*DIRECTIVES*
- A) Summarize the intellitag design excerpt in three sentences.
- B) Extend the intellitag design excerpt, picking up right after its last line.

*EXCERPT TO READ*
━━━━

2.2 Package Dependencies

intellitag/
├── config/     ◄── No dependencies (leaf)
├── utils/      ◄── config
├── data/       ◄── config, utils
├── features/   ◄── config, data, utils
├── models/     ◄── config, features, utils
└── api/        ◄── config, models, utils

3. Component Design

3.1 Data Layer (`src/intellitag/data/`)

3.1.1 DataLoader

class DataLoader:
    """Handles data loading and validation."""

    def load_csv(path: str) -> pd.DataFrame
    def validate_schema(df: pd.DataFrame) -> bool
    def split_data(df: pd.DataFrame, test_size: float) -> Tuple[DataFrame, DataFrame]

3.1.2 TextPreprocessor

class TextPreprocessor:
    """Text preprocessing pipeline."""

    def __init__(self, config: PreprocessConfig)

━━━━

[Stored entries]
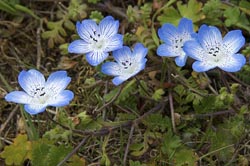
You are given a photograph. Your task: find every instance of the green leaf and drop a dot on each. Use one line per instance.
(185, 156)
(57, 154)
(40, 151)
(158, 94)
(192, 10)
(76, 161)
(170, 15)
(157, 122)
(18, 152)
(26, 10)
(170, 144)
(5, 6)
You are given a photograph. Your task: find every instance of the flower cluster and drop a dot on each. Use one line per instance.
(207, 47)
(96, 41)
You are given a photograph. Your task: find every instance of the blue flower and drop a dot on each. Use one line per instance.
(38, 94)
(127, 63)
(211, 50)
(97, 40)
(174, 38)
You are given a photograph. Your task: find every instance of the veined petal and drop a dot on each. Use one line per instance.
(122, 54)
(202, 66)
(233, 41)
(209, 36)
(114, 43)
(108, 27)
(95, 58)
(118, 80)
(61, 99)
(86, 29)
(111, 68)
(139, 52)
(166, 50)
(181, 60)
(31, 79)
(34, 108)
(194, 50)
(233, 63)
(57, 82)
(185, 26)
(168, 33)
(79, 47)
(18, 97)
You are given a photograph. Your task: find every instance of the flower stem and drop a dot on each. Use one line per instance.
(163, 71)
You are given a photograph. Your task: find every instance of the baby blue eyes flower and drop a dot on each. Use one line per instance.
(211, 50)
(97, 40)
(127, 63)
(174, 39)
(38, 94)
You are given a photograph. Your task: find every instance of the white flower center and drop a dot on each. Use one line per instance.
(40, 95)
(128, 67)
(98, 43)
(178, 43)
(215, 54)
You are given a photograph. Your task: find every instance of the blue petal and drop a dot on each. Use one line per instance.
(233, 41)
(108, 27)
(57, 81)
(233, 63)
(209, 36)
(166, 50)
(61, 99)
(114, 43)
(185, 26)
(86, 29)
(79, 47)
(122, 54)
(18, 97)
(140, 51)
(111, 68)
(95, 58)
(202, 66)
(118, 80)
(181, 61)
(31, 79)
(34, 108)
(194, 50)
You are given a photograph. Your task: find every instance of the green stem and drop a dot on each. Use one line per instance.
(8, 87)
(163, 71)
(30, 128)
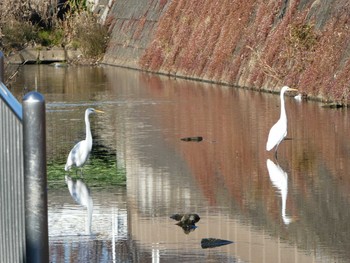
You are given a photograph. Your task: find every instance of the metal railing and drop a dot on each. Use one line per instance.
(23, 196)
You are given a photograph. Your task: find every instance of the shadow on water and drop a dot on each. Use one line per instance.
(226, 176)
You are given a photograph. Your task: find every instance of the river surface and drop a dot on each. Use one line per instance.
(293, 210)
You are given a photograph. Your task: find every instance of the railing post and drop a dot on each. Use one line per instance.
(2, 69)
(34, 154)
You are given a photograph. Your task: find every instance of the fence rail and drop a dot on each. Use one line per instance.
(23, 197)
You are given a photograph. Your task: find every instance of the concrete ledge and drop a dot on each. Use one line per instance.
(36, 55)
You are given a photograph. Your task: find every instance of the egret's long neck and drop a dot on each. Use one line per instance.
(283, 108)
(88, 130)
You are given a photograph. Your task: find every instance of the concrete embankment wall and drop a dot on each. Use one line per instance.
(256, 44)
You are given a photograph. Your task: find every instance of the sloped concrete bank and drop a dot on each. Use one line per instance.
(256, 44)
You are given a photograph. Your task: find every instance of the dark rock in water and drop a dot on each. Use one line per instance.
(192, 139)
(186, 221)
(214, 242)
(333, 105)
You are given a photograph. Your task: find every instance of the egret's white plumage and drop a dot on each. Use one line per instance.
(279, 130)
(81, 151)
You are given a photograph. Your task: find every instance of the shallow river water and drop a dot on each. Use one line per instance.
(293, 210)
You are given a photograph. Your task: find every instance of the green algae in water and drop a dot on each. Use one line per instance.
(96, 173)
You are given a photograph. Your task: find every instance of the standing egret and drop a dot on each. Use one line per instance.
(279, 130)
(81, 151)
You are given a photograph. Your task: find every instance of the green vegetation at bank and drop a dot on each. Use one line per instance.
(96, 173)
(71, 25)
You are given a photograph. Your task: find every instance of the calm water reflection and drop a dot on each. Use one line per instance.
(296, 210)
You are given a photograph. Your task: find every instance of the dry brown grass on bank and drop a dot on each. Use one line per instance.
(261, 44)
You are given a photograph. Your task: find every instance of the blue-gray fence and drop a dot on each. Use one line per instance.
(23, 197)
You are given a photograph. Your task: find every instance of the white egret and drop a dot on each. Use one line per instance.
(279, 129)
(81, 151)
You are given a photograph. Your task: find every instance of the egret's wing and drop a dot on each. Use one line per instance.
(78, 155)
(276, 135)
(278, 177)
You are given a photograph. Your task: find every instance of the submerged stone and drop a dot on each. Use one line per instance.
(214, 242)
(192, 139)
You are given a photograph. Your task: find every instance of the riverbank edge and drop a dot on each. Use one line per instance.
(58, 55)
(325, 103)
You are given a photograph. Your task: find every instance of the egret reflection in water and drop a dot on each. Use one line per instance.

━━━━

*OUTPUTS FOR THE TASKS*
- A) In the intellitag package, config has no dependencies and utils depends only on config. Data depends on config and utils, features on config, data and utils, models on config, features and utils, and api on config, models and utils. In the data layer, a DataLoader class loads CSV files, validates schemas and splits data by a test size, and a TextPreprocessor class for a text preprocessing pipeline is initialized with a PreprocessConfig.

- B)
    def clean_html(text: str) -> str
    def tokenize(text: str) -> List[str]
    def remove_stop_words(tokens: List[str]) -> List[str]
    def lemmatize(tokens: List[str]) -> List[str]
    def process(text: str) -> str  # Full pipeline

3.2 Features Layer (`src/intellitag/features/`)

3.2.1 Base Interface

class BaseFeatureExtractor(ABC):
    """Abstract base for all feature extractors."""

    @abstractmethod
    def fit(self, texts: List[str]) -> None

    @abstractmethod
    def transform(self, texts: List[str]) -> np.ndarray

    def fit_transform(self, texts: List[str]) -> np.ndarray

    @abstractmethod
    def save(self, path: str) -> None

    @classmethod
    @abstractmethod
    def load(cls, path: str) -> 'BaseFeatureExtractor'

3.2.2 Implementations

Class	Description	Output Shape
`BowExtractor`	TF-IDF vectorization	(n, 10000)
`Word2VecExtractor`	Word2Vec embeddings	(n, 300)
`BertExtractor`	BERT [CLS] embeddings	(n, 768)
`UseExtractor`	USE sentence embeddings	(n, 512)

3.3 Models Layer (`src/intellitag/models/`)

3.3.1 MultiLabelClassifier

class MultiLabelClassifier:
    """Multi-label tag classifier."""

    def __init__(self,
                 base_estimator: str = 'logistic',
                 threshold: float = 0.3)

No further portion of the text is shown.